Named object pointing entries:
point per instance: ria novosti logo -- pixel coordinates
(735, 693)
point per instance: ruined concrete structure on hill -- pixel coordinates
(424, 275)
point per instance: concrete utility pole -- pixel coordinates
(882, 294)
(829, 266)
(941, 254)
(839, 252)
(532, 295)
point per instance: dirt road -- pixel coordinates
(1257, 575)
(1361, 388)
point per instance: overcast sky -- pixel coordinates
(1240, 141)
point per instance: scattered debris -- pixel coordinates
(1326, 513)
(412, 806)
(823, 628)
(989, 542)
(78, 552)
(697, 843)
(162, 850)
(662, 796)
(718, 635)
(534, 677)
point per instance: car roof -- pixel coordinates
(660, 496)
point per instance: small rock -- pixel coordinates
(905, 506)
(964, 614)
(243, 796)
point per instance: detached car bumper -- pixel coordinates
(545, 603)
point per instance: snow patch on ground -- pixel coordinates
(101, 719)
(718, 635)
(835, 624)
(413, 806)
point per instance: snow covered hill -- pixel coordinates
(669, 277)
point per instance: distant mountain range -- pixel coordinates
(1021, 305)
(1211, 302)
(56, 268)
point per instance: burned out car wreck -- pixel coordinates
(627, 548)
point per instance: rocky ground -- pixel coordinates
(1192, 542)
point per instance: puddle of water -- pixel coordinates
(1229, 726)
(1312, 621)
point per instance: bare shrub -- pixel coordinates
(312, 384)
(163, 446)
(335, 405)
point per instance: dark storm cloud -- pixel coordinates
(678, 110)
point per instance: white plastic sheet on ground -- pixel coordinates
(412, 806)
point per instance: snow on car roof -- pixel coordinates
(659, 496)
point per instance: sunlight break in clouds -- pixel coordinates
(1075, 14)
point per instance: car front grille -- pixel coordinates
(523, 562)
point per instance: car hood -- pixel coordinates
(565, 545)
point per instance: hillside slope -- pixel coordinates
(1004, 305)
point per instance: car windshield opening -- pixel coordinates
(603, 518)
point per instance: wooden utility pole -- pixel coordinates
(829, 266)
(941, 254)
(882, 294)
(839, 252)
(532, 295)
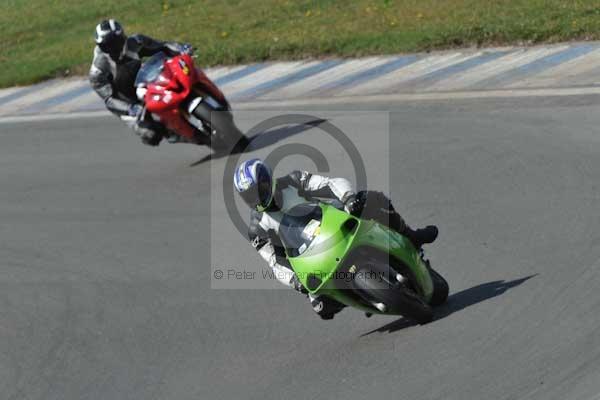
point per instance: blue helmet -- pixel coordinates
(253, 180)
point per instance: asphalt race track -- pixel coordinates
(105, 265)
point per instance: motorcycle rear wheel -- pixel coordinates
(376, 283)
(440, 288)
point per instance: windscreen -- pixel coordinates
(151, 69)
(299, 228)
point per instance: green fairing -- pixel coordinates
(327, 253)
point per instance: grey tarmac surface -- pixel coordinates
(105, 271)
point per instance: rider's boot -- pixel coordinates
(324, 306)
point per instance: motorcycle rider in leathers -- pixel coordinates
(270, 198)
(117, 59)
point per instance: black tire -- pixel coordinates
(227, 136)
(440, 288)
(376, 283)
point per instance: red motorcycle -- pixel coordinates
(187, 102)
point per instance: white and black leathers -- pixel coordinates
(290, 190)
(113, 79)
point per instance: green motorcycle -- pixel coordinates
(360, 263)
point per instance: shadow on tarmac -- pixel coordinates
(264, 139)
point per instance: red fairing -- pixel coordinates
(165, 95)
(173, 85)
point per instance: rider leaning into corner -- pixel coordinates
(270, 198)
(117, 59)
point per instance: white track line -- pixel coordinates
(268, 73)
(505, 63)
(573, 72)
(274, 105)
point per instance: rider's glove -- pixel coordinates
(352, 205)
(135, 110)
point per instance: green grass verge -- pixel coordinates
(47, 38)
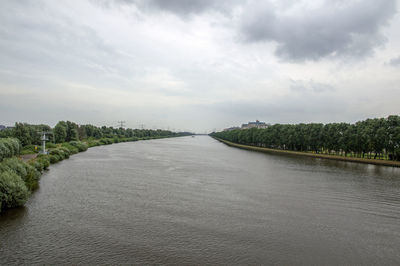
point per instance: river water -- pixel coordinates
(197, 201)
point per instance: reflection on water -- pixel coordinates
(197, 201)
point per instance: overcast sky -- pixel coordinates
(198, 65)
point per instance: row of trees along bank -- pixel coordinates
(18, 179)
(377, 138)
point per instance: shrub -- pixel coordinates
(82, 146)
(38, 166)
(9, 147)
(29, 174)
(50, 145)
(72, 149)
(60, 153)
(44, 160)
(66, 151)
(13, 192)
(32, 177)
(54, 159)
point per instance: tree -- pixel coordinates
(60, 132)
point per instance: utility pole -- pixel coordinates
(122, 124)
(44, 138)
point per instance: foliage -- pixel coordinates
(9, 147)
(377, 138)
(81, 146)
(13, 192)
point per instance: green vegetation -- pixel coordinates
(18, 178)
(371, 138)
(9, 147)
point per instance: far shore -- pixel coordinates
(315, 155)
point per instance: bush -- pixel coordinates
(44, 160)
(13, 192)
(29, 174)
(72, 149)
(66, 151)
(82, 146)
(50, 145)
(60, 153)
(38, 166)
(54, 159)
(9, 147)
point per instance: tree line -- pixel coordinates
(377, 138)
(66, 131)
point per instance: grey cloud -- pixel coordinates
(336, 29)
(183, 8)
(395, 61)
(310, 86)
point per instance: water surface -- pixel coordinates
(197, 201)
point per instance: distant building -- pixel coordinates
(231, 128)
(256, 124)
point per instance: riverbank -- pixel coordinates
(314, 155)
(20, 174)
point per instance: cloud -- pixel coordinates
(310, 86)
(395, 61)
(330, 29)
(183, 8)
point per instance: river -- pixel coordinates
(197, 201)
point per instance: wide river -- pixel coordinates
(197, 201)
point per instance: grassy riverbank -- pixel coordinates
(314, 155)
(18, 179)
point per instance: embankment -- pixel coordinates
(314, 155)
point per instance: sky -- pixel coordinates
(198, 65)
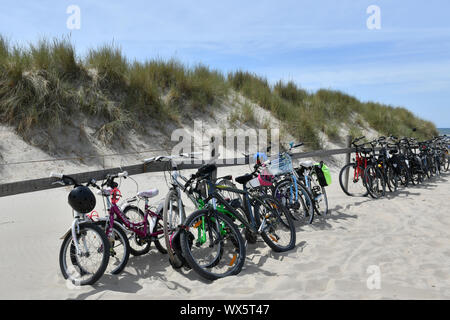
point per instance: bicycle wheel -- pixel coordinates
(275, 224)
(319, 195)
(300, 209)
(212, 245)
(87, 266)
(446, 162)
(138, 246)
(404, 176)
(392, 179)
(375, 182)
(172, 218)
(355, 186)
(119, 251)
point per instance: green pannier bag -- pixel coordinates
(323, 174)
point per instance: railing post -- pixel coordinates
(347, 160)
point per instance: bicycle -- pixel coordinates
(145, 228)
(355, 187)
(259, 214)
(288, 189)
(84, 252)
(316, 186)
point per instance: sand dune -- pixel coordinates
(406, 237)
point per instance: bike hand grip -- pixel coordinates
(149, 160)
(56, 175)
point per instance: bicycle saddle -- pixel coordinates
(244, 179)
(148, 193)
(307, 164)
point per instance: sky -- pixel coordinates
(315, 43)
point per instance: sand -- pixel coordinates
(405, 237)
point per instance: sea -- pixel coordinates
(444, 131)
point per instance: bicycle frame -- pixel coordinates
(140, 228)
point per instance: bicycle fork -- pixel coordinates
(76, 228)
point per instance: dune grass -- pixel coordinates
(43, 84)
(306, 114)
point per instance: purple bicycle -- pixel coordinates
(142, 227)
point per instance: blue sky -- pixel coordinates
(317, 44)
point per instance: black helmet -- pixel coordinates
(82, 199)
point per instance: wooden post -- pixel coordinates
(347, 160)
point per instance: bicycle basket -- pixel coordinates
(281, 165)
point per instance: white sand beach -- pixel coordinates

• _Job_
Reproduce the material word for word. Any pictures should be left out of the copy.

• _Response_
point per instance: ria novosti logo -- pixel coordinates
(735, 693)
point per instance: ruined concrete structure on hill -- pixel coordinates
(424, 275)
point per instance: concrete utility pole -- pixel coordinates
(882, 294)
(829, 266)
(941, 254)
(839, 252)
(532, 295)
point per instance: dirt road -- pixel coordinates
(1257, 575)
(1361, 388)
point per instance: overcast sky -- pixel coordinates
(1240, 141)
point per instance: scattered debris -- pixel coordinates
(1326, 513)
(412, 806)
(823, 628)
(989, 542)
(78, 552)
(697, 843)
(162, 850)
(662, 796)
(718, 635)
(534, 677)
point per instance: car roof -- pixel coordinates
(660, 496)
point per instance: small rock -- pixel coordinates
(905, 506)
(964, 614)
(243, 796)
point per instance: detached car bumper -- pixel coordinates
(545, 603)
point per instance: snow patch on ground -- pixel coordinates
(101, 719)
(718, 635)
(835, 624)
(413, 806)
point per instance: snow covered hill -- pixel coordinates
(669, 277)
point per instance: distant mountain range -- pixel coordinates
(1021, 305)
(1211, 302)
(56, 268)
point per instance: burned out car wreck -- pixel coordinates
(627, 548)
point per instance: rocky ground -- pixel coordinates
(1192, 542)
point per instance: puddle of water -- pixel coordinates
(1229, 726)
(1312, 621)
point per instance: bare shrub -- pixel coordinates
(312, 384)
(163, 446)
(335, 405)
point per instance: dark storm cloud -- pixel coordinates
(678, 110)
point per instance: white plastic sheet on ground -- pixel coordinates
(412, 806)
point per instance: snow on car roof -- pixel coordinates
(659, 496)
point per instance: sunlight break in clouds -- pixel coordinates
(1075, 14)
point per instance: car front grille -- pixel coordinates
(523, 562)
point per instance: car hood -- pixel coordinates
(565, 545)
point per instance: hillside slope -- pixel coordinates
(1004, 305)
point per instance: car windshield opening -- pixel coordinates
(603, 518)
point per instance: wooden utility pole -- pixel coordinates
(829, 266)
(941, 254)
(882, 294)
(839, 252)
(532, 295)
point per instance: blue helmet -- pixel coordinates
(253, 180)
point per instance: asphalt race track -- pixel coordinates
(105, 265)
point per instance: motorcycle rear wheel -- pixel coordinates
(376, 283)
(440, 288)
point per instance: windscreen -- pixel coordinates
(151, 69)
(299, 228)
point per instance: green fairing -- pixel coordinates
(327, 253)
point per instance: grey tarmac surface -- pixel coordinates
(105, 271)
point per instance: rider's boot -- pixel coordinates
(324, 306)
point per instance: motorcycle rider in leathers -- pixel coordinates
(270, 198)
(117, 59)
point per instance: black tire -- pixel coordinates
(227, 136)
(440, 288)
(376, 283)
point per instance: red motorcycle -- pixel coordinates
(187, 102)
point per instance: white and black leathers -- pixel coordinates
(290, 190)
(113, 79)
point per instance: green motorcycle -- pixel coordinates
(360, 263)
point per instance: shadow on tarmac -- pixel coordinates
(264, 139)
point per instance: red fairing -- pixel coordinates
(165, 95)
(173, 85)
point per instance: rider leaning into corner -- pixel coordinates
(270, 198)
(117, 59)
point per instance: white track line -- pixel coordinates
(268, 73)
(505, 63)
(573, 72)
(274, 105)
point per instance: rider's glove -- pixel coordinates
(352, 205)
(135, 110)
point per instance: green grass verge -- pixel coordinates
(47, 38)
point per instance: river water -- pixel coordinates
(197, 201)
point per instance: reflection on water -- pixel coordinates
(197, 201)
point per instance: overcast sky -- pixel coordinates
(198, 65)
point per instance: row of trees along bank -- pixel coordinates
(18, 179)
(377, 138)
point per instance: shrub -- pixel coordinates
(82, 146)
(38, 166)
(9, 147)
(29, 174)
(50, 145)
(72, 149)
(60, 153)
(44, 160)
(66, 151)
(13, 192)
(32, 177)
(54, 159)
point per instance: tree -- pixel coordinates
(60, 132)
point per instance: utility pole -- pixel coordinates
(122, 124)
(44, 138)
point per instance: foliage -- pixel coordinates
(9, 147)
(377, 138)
(81, 146)
(13, 192)
point per instance: green vegetation -- pixel coordinates
(18, 178)
(371, 138)
(9, 147)
point per instance: far shore -- pixel coordinates
(315, 155)
point per instance: bush -- pixel coordinates
(44, 160)
(13, 192)
(29, 174)
(72, 149)
(66, 151)
(82, 146)
(50, 145)
(60, 153)
(38, 166)
(54, 159)
(9, 147)
point per instance: tree line -- pixel coordinates
(377, 138)
(66, 131)
point per instance: grey cloud -- pixel coordinates
(336, 29)
(183, 8)
(395, 61)
(310, 86)
point per instance: water surface -- pixel coordinates
(197, 201)
point per instance: distant building -- pixel coordinates
(231, 128)
(256, 124)
point per instance: riverbank -- pixel coordinates
(314, 155)
(20, 174)
point per instance: cloud -- pixel coordinates
(310, 86)
(395, 61)
(330, 29)
(183, 8)
point per instance: river -- pixel coordinates
(197, 201)
point per instance: wide river -- pixel coordinates
(197, 201)
point per instance: grassy riverbank -- pixel coordinates
(314, 155)
(18, 179)
point per instance: embankment -- pixel coordinates
(314, 155)
point per instance: sky -- pixel coordinates
(198, 65)
point per instance: bicycle wheel -- pixel coordinates
(275, 224)
(319, 195)
(300, 209)
(212, 245)
(87, 266)
(446, 162)
(138, 246)
(404, 176)
(392, 179)
(375, 182)
(172, 218)
(355, 186)
(119, 251)
point per instance: green pannier bag -- pixel coordinates
(323, 174)
point per instance: railing post -- pixel coordinates
(347, 160)
point per instance: bicycle -- pixel coordinates
(145, 228)
(355, 187)
(259, 214)
(288, 189)
(84, 252)
(316, 186)
point per instance: sand dune -- pixel coordinates
(406, 237)
point per instance: bike hand grip -- pixel coordinates
(149, 160)
(56, 175)
point per instance: bicycle saddle -- pixel coordinates
(244, 179)
(148, 193)
(307, 164)
point per instance: sky -- pixel coordinates
(315, 43)
point per instance: sand -- pixel coordinates
(405, 237)
point per instance: sea -- pixel coordinates
(444, 131)
point per instance: bicycle frame -- pixel coordinates
(140, 228)
point per instance: bicycle fork -- pixel coordinates
(76, 228)
point per instance: dune grass -- pixel coordinates
(43, 84)
(306, 114)
point per instance: purple bicycle -- pixel coordinates
(142, 227)
point per instance: blue sky -- pixel coordinates
(317, 44)
point per instance: black helmet -- pixel coordinates
(82, 199)
point per instance: wooden post -- pixel coordinates
(347, 160)
point per instance: bicycle basket -- pixel coordinates
(281, 165)
point per instance: white sand beach -- pixel coordinates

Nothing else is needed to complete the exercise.